> [What is being asked] Answer with a number only, giving how many lines in the data below include "segment".
Task material Block Start
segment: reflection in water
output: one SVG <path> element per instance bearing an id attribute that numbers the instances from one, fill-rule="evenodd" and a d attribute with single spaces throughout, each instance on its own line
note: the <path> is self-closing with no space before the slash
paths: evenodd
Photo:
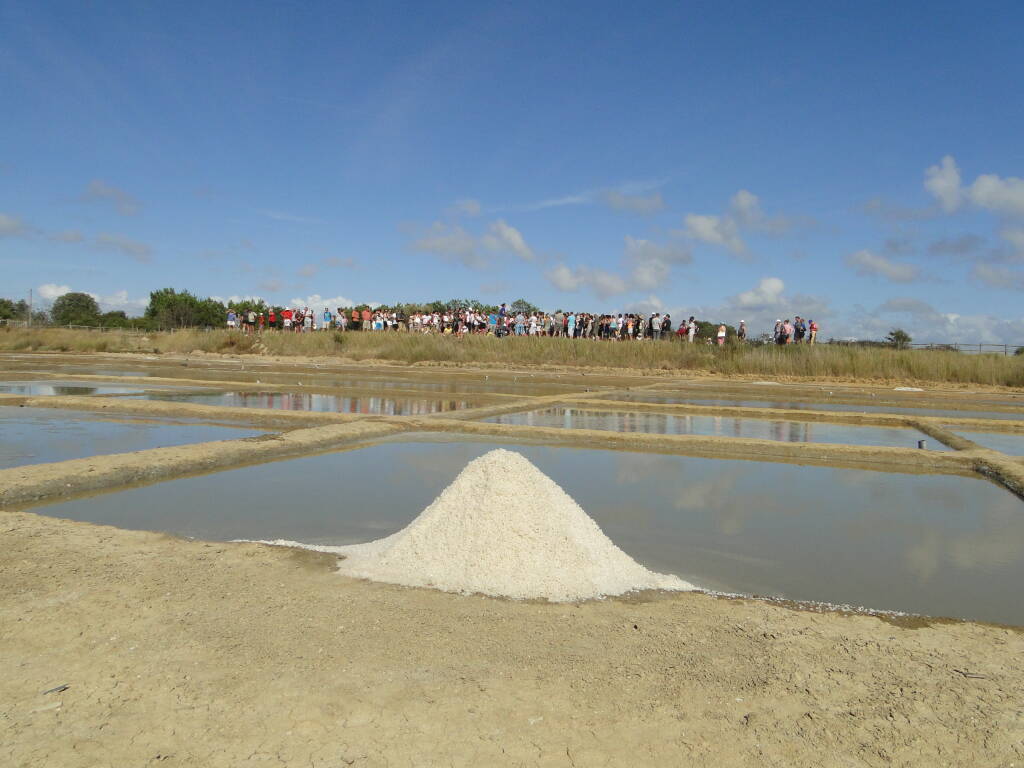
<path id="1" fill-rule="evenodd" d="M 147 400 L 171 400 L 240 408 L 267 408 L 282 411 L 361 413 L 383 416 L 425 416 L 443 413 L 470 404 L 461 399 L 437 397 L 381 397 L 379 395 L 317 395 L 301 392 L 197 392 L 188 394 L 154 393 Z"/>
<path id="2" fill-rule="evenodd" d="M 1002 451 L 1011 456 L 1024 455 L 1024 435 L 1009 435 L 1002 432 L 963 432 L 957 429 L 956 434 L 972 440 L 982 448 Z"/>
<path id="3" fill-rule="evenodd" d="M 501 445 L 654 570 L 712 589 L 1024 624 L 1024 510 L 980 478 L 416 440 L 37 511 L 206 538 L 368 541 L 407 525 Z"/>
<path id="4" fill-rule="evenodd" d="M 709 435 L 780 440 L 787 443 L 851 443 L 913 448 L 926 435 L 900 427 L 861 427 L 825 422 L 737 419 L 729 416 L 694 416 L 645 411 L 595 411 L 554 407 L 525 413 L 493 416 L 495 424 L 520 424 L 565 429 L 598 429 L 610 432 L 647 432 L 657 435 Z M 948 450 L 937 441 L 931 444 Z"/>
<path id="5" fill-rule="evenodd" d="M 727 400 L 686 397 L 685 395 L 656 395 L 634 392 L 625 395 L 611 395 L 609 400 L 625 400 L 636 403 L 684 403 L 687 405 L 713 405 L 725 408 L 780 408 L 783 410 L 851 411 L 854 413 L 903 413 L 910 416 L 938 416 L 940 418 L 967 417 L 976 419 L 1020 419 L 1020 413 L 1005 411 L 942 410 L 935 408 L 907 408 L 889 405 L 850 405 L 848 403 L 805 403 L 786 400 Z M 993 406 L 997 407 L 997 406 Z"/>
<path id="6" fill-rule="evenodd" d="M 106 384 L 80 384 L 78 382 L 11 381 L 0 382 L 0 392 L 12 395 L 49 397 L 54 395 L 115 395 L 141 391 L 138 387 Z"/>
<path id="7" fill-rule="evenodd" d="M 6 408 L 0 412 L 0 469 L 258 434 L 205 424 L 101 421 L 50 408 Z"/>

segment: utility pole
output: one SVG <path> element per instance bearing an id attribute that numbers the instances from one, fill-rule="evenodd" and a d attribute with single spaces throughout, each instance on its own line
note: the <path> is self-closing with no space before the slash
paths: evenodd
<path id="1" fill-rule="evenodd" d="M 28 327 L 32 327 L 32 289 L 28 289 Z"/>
Task material Block End
Task material Block Start
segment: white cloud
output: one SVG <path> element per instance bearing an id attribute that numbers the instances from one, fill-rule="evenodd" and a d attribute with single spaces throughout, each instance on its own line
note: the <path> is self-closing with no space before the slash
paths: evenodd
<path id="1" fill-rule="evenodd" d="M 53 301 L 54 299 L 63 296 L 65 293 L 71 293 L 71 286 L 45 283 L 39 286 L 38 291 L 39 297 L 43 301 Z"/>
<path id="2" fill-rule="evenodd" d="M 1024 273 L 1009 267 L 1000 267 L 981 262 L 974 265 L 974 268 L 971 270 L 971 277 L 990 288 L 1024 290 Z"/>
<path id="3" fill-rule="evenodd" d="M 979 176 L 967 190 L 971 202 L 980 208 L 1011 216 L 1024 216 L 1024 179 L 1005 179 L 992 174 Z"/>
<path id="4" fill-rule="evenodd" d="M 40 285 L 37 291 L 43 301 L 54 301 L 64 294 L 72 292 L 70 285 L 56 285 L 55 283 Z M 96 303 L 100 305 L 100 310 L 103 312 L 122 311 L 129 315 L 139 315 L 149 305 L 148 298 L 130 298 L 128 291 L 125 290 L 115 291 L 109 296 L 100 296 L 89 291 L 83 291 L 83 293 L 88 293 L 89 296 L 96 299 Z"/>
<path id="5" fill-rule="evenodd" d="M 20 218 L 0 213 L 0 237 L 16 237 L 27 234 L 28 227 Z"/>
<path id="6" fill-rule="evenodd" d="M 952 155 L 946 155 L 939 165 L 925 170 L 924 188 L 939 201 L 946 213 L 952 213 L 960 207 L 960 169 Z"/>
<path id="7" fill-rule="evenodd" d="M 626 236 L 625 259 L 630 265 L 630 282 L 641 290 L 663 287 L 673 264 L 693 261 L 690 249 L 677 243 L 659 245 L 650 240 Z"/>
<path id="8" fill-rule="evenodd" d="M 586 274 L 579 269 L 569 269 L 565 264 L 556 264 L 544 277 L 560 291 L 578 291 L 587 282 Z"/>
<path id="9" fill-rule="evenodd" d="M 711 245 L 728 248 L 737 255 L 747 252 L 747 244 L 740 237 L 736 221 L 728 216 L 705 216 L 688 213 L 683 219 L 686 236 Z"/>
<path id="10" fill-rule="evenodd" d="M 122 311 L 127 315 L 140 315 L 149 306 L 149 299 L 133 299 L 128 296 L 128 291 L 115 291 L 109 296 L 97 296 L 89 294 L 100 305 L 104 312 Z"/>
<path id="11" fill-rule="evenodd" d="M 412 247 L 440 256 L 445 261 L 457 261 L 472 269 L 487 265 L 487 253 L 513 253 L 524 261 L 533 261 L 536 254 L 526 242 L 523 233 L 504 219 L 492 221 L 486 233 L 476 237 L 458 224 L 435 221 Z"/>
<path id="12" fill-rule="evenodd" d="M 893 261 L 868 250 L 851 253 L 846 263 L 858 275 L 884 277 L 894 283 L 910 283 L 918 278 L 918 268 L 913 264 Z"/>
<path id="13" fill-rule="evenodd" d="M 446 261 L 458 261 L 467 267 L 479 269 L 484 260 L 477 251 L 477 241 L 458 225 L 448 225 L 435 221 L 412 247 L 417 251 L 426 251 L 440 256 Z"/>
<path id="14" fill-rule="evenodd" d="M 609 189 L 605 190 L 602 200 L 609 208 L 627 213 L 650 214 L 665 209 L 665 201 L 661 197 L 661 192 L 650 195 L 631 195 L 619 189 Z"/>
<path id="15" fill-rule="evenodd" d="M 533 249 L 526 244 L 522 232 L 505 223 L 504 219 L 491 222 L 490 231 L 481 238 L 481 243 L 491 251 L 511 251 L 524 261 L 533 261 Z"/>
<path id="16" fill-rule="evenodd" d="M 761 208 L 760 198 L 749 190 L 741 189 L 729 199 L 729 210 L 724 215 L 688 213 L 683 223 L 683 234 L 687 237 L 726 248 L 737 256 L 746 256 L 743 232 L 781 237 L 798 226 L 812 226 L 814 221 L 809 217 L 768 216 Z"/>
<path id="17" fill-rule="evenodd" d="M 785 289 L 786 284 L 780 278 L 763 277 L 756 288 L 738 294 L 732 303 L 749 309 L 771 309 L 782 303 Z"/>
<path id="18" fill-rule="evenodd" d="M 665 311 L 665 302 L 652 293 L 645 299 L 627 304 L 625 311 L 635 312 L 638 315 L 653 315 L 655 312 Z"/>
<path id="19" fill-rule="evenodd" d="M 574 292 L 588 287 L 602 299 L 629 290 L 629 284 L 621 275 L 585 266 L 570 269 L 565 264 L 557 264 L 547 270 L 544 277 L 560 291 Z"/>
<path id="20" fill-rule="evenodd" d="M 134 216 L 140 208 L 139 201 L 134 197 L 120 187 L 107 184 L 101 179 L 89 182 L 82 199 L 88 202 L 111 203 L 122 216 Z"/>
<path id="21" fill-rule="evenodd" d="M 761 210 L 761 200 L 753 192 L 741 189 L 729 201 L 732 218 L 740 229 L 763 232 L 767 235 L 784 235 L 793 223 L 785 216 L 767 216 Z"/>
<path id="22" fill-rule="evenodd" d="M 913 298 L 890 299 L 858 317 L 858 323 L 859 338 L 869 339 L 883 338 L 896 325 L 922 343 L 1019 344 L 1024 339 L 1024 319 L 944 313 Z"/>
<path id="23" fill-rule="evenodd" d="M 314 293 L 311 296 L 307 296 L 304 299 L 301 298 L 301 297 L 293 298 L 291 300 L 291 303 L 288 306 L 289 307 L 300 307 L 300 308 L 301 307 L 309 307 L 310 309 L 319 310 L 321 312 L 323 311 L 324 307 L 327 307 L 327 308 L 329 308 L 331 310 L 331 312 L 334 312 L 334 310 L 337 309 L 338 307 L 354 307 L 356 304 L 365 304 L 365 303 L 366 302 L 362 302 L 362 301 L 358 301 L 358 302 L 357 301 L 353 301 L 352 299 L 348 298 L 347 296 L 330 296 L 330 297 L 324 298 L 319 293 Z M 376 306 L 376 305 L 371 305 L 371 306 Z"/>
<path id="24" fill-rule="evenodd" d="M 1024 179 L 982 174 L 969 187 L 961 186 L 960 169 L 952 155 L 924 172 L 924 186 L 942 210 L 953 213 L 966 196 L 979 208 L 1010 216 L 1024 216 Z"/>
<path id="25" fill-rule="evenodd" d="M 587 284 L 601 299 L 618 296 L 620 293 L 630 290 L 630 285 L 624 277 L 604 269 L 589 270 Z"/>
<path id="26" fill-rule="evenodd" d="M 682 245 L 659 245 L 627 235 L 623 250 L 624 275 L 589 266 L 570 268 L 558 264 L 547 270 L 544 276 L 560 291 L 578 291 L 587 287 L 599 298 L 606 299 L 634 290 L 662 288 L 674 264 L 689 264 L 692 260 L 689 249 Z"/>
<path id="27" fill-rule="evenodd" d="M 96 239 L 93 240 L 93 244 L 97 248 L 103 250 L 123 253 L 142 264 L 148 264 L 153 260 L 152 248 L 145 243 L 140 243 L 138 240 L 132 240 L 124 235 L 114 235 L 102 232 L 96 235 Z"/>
Task material Block End
> [Task result] 3